If Taha is the great hope for a moderate Islam, we can conclude that a moderate Islam supports slavery, stoning people to death for adultery, whipping those who enjoy a glass of wine or beer and massacring those who disagree with the above mentioned policies. Taha openly supported many of the most appalling aspects of sharia, yet was still considered so controversial that he was executed as an apostate.
The story of Mahmud Muhammud Taha is the ultimate, definitive and final proof that there is no moderate Islam. There never has been and there never will be. It's a myth. We should not base our domestic or foreign policies on the existence of a moderate Islam just like we should not base them on the existence of other mythical creatures such as the yeti or the tooth fairy.
It is unpleasant to conclude that Islam cannot be reformed. I don't like it either, and would much have preferred a different answer. But I see no practical indications that a tolerant Islam is emerging and have great difficulty in envisioning how such an entity could look like. There are several ways Islam could conceivably be reformed, yet none of them are very likely to succeed.

#### [Image-based grounding data]
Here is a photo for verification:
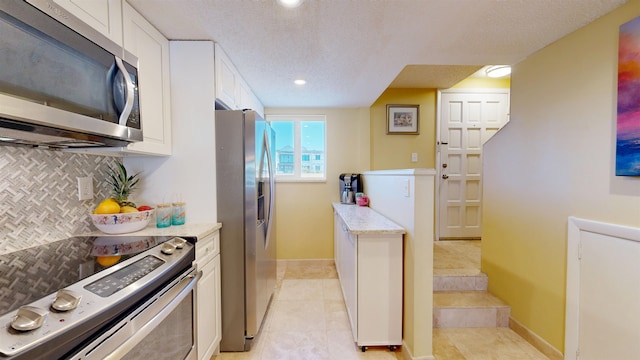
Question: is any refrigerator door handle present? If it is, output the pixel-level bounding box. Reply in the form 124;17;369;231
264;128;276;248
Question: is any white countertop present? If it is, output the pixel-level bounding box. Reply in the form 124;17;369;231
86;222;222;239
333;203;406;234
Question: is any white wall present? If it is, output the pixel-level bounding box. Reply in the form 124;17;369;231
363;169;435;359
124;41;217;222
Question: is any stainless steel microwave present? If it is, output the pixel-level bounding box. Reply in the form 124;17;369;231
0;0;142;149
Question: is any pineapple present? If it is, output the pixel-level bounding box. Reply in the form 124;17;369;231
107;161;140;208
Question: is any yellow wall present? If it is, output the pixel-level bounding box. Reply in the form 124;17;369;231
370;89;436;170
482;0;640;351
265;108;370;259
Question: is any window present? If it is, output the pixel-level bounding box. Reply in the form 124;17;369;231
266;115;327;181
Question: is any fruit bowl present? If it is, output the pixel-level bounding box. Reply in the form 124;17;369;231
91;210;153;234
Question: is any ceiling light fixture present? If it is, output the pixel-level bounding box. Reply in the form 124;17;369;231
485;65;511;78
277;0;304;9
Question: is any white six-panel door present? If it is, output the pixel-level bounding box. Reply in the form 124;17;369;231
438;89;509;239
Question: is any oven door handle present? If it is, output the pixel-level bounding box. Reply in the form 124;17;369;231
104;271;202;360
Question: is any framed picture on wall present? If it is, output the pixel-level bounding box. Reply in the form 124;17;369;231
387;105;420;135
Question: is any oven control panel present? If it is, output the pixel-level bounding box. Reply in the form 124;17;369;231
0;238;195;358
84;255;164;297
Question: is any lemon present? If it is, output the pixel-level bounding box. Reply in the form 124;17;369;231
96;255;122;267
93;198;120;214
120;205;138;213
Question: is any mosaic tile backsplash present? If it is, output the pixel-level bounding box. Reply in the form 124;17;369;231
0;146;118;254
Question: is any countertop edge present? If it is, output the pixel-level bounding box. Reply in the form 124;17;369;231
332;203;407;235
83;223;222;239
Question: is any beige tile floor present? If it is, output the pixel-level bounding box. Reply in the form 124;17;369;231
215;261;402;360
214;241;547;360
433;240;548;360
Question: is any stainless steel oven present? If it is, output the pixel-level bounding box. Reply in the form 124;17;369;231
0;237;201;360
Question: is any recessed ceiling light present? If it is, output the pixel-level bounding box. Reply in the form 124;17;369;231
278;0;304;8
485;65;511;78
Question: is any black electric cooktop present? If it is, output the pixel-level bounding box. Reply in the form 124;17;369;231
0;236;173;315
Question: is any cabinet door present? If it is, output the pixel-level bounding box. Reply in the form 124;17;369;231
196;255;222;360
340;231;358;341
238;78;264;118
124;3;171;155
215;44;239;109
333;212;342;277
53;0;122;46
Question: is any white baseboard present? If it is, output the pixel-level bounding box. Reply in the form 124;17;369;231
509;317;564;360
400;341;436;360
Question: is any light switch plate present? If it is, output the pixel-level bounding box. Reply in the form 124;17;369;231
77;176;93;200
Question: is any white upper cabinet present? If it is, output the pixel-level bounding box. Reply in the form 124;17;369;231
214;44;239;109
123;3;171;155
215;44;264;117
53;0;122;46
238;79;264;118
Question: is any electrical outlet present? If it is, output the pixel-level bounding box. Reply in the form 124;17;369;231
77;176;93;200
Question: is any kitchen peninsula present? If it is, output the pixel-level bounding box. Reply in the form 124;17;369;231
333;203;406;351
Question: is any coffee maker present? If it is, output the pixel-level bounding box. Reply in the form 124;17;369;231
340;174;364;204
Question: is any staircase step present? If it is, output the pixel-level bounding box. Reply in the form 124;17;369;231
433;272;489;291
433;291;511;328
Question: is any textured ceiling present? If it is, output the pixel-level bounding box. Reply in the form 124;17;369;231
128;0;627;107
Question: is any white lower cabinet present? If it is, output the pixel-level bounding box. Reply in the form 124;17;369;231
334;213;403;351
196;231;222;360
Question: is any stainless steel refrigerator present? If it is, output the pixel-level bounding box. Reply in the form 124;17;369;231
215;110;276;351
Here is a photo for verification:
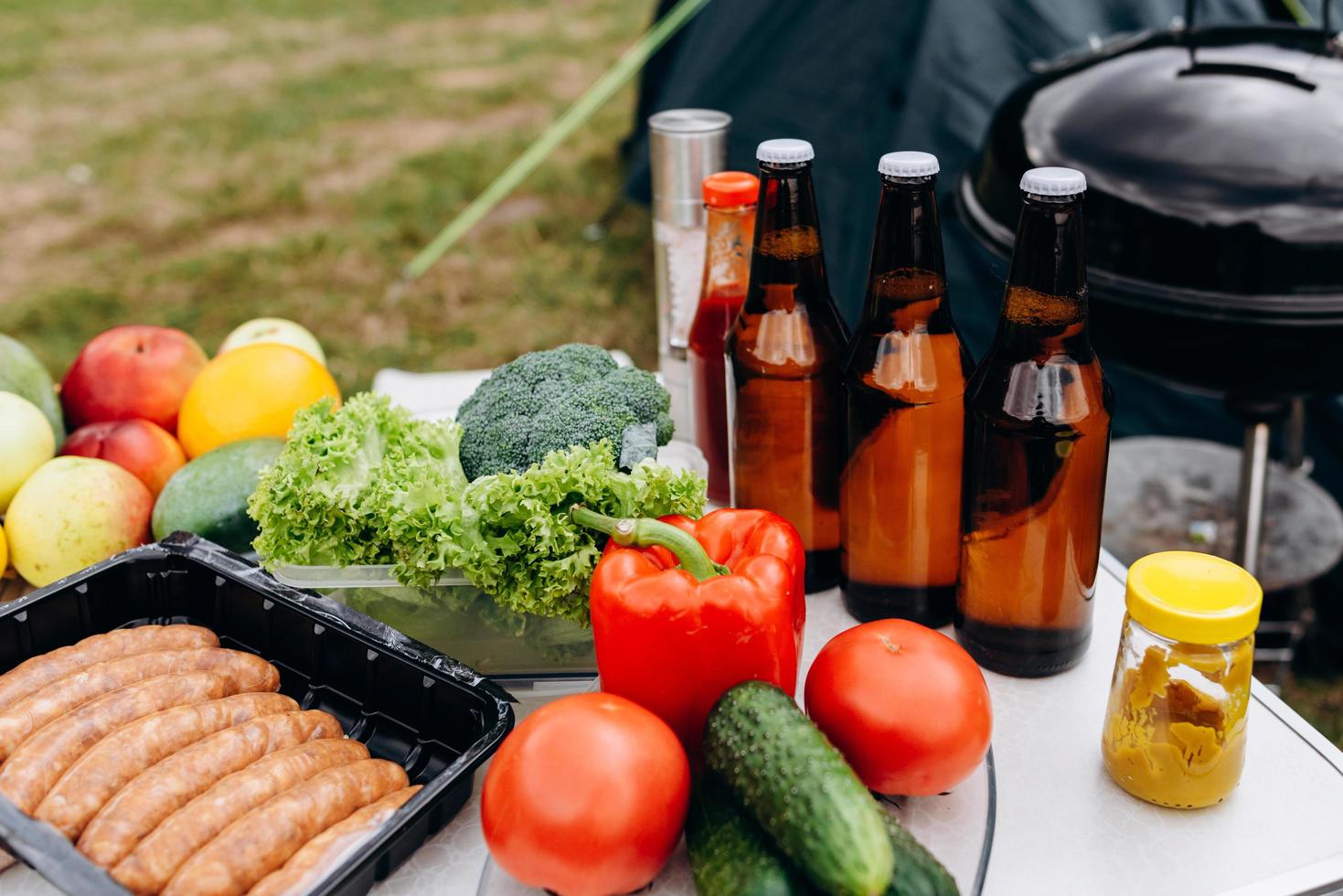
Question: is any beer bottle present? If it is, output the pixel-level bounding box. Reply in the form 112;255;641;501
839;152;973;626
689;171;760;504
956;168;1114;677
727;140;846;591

#### [Task]
Quote the passage about Taha and moderate Islam from "If Taha is the" up to and including "as an apostate.".

#### [Reply]
If Taha is the great hope for a moderate Islam, we can conclude that a moderate Islam supports slavery, stoning people to death for adultery, whipping those who enjoy a glass of wine or beer and massacring those who disagree with the above mentioned policies. Taha openly supported many of the most appalling aspects of sharia, yet was still considered so controversial that he was executed as an apostate.